Stated exercise:
Could you print all the entries exactly?

Object pointing dataset rows:

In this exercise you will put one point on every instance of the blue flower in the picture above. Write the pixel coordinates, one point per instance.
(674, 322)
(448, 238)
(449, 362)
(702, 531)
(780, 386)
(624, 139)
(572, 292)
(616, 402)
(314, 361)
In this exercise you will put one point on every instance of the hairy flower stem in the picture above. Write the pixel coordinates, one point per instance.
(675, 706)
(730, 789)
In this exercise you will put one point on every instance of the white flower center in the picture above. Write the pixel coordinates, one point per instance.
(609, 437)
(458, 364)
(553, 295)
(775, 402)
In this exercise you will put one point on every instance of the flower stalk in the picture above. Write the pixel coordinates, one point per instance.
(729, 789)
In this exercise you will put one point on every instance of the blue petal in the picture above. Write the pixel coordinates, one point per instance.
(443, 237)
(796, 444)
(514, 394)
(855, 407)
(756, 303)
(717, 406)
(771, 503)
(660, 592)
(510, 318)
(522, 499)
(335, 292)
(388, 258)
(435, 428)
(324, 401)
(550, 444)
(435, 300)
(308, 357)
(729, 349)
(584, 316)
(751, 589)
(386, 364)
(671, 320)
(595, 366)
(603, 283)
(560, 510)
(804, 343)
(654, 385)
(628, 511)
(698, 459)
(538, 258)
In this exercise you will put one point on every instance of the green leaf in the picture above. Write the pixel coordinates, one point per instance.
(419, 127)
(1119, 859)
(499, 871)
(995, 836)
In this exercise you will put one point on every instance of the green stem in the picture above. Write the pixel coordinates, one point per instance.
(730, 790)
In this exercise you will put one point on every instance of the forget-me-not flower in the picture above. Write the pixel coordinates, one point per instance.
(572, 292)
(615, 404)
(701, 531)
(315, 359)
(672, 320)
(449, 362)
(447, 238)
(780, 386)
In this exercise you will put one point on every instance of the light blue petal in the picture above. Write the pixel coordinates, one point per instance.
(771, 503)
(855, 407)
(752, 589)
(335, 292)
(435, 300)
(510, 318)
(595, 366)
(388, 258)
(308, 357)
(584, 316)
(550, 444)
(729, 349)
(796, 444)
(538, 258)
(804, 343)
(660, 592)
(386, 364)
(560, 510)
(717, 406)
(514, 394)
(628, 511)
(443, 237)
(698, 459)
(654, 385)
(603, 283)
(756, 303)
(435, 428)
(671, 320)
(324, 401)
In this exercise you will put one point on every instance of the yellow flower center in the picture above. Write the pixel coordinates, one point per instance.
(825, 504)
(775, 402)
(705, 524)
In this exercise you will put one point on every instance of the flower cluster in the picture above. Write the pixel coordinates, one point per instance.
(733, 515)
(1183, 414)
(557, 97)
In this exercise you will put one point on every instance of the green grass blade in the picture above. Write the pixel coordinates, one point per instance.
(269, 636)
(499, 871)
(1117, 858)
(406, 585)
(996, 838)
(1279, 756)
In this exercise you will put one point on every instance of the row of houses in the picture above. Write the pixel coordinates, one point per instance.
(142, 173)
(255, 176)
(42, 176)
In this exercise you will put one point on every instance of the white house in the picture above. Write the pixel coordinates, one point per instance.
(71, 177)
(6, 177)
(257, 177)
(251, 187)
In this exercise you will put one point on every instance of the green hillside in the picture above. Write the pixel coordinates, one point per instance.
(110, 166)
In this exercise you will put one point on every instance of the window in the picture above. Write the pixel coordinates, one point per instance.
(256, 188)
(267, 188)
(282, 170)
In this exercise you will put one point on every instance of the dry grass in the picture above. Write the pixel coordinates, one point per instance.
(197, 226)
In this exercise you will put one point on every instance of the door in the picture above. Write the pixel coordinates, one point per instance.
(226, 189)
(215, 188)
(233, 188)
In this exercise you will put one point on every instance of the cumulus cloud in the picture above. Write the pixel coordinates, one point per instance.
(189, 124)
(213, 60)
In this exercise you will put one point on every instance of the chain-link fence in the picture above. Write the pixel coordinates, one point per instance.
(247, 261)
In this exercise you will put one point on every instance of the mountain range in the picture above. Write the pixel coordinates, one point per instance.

Final answer:
In this exercise you will put one point on every instance of the blue flower in the picture above. Write the pixel coordinates, one point per instance.
(674, 322)
(448, 238)
(449, 362)
(702, 531)
(780, 386)
(624, 139)
(572, 292)
(616, 402)
(314, 361)
In this exercise you will put one point on every instance of the hairy flower stem in the picture above. Write the pixel coordinates, one point per instance.
(675, 706)
(730, 789)
In this exercise you will put one point on every instance of the white flower center in the picture above. Write the pixel coordinates, one point per instance.
(609, 437)
(458, 364)
(553, 295)
(775, 402)
In this exercise you will put one point on every instance of the flower stalk in the picture above. Write the pixel coordinates, one point per instance.
(729, 789)
In this exercise you will put one point on every instance of the blue petal in the picture above. Write the pixel coordinates, one point per instance.
(443, 237)
(796, 444)
(514, 394)
(855, 407)
(756, 303)
(717, 406)
(771, 503)
(660, 592)
(510, 318)
(522, 499)
(335, 292)
(388, 258)
(435, 428)
(324, 401)
(550, 444)
(435, 300)
(308, 357)
(729, 349)
(584, 316)
(751, 589)
(386, 364)
(671, 320)
(595, 366)
(603, 283)
(560, 510)
(804, 343)
(654, 385)
(628, 511)
(698, 459)
(538, 258)
In this exercise you will put one point on every instance of the green leaf in the picture above. Write the pixel coordinates, one point per instance.
(419, 127)
(1119, 859)
(499, 871)
(995, 836)
In this exercise you will put one point on every instance of the green stem in the picture above. Write the pixel coordinates, one point per instance.
(730, 790)
In this exercise you will put one point on every instance of the forget-me-not flower in the picture above. Write the pixel coordinates, one point per instance.
(572, 292)
(615, 404)
(701, 531)
(315, 359)
(672, 320)
(449, 362)
(447, 238)
(780, 386)
In this exercise you will put one point on every instance of the light blue petal in the picture above. Write the pixel coordinates, one point per instance.
(771, 503)
(855, 407)
(752, 589)
(335, 292)
(435, 300)
(510, 318)
(595, 366)
(388, 258)
(308, 357)
(584, 316)
(550, 444)
(729, 349)
(796, 444)
(538, 258)
(804, 343)
(660, 592)
(386, 364)
(560, 510)
(717, 406)
(514, 394)
(628, 511)
(443, 237)
(698, 459)
(654, 385)
(603, 283)
(756, 303)
(435, 428)
(671, 320)
(324, 401)
In this exercise you will put one point on every instance of the yellow flower center in the picture above. Write the pixel coordinates, one point per instance.
(825, 504)
(775, 402)
(705, 524)
In this exercise you will put one point on every instance of the flower cluster in the picture above. Write the pixel coordinates, one point per instance.
(733, 515)
(1183, 414)
(557, 97)
In this exercise you will put one point on every instance of the green grass blade in the picture above. Write the pixel coordinates, one point per instance.
(269, 636)
(499, 871)
(1117, 858)
(406, 585)
(996, 838)
(1279, 756)
In this exercise you will put one point on every instance of the row of houses in the picture above. Write the pixel coordinates, one point per instance.
(142, 173)
(255, 176)
(42, 176)
In this exercise you will put one point on every instance of the white house in the picture above. Write the pixel coordinates, one point per instance.
(71, 177)
(6, 177)
(257, 177)
(251, 187)
In this exercise you will put one point on every instance of the green hillside in the picture above. Write the pixel coordinates, one point per instance.
(110, 166)
In this exercise you will put one point on every instance of the window in the picture above. Write the pixel coordinates, one point per instance.
(256, 188)
(267, 188)
(282, 170)
In this exercise you will put one point on every instance of the dry grass in the picture above. Write the pixel coordinates, one point per instance.
(197, 226)
In this exercise you will put one point on every instance of the door in the picture above. Write the pixel coordinates, one point per instance.
(226, 189)
(215, 188)
(233, 188)
In this exercise you will put one point on every instance of the cumulus cloud in the picture above. Write the pixel coordinates, one point per instance.
(189, 124)
(213, 60)
In this exercise you will put one point on every instance of the chain-link fence in the picture above. Write the pixel coordinates, one point per instance.
(247, 261)
In this exercise you will put one point on every instance of the mountain range in the picture above. Write the pixel coordinates, one point per instance.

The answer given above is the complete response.